#### DATA EXTRACTS
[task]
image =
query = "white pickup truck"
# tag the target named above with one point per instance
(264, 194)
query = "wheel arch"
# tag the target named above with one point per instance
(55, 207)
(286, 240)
########
TO DO:
Lines with "query": find them in the data and copy each one.

WRITTEN SOLUTION:
query = "white pickup truck"
query = "wheel arch"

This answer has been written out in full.